From: Alexey Kardashevskiy <aik@ozlabs.ru>
To: Alex Williamson <alex.williamson@redhat.com>
Cc: linuxppc-dev@lists.ozlabs.org,
Gavin Shan <gwshan@linux.vnet.ibm.com>,
kvm@vger.kernel.org, linux-kernel@vger.kernel.org
Subject: Re: [PATCH v2 13/13] vfio: powerpc/spapr: Enable Dynamic DMA windows
Date: Fri, 10 Oct 2014 20:33:31 +0200 [thread overview]
Message-ID: <5438267B.3080901@ozlabs.ru> (raw)
In-Reply-To: <1411509370.24563.35.camel@ul30vt.home>
On 09/23/2014 11:56 PM, Alex Williamson wrote:
> On Tue, 2014-09-23 at 13:01 +1000, Alexey Kardashevskiy wrote:
>> This defines and implements VFIO IOMMU API which lets the userspace
>> create and remove DMA windows.
>>
>> This updates VFIO_IOMMU_SPAPR_TCE_GET_INFO to return the number of
>> available windows and page mask.
>>
>> This adds VFIO_IOMMU_SPAPR_TCE_CREATE and VFIO_IOMMU_SPAPR_TCE_REMOVE
>> to allow the user space to create and remove window(s).
>>
>> The VFIO IOMMU driver does basic sanity checks and calls corresponding
>> SPAPR TCE functions. At the moment only IODA2 (POWER8 PCI host bridge)

# THINGS TO DO
**A)** In the VFIO patch email, which two ioctls does the patch add so that user space can create and remove DMA windows?
**B)** Pick up the VFIO patch email at the point where it stops and keep writing it.

# SUPPLIED ENTRIES
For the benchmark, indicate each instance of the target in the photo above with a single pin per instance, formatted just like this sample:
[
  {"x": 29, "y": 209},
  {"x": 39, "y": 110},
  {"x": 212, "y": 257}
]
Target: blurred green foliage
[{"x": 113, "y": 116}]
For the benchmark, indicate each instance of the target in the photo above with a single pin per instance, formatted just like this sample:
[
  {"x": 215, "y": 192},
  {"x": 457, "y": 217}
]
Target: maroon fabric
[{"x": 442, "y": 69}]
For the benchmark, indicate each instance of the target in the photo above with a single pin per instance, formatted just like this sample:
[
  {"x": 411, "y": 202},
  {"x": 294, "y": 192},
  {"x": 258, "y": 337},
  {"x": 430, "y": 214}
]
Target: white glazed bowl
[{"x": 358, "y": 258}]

# FINAL ANSWERS
**A)** VFIO_IOMMU_SPAPR_TCE_CREATE and VFIO_IOMMU_SPAPR_TCE_REMOVE.

**B)**
>> implements them.
>>
>> This advertises VFIO_IOMMU_SPAPR_TCE_FLAG_DDW capability via
>> VFIO_IOMMU_SPAPR_TCE_GET_INFO.
>>
>> This calls platform DDW reset() callback when IOMMU is being disabled
>> to reset the DMA configuration to its original state.
>>
>> Signed-off-by: Alexey Kardashevskiy <aik@ozlabs.ru>
>> ---
>> drivers/vfio/vfio_iommu_spapr_tce.c | 135 ++++++++++++++++++++++++++++++++++--
>> include/uapi/linux/vfio.h | 25 ++++++-
>> 2 files changed, 153 insertions(+), 7 deletions(-)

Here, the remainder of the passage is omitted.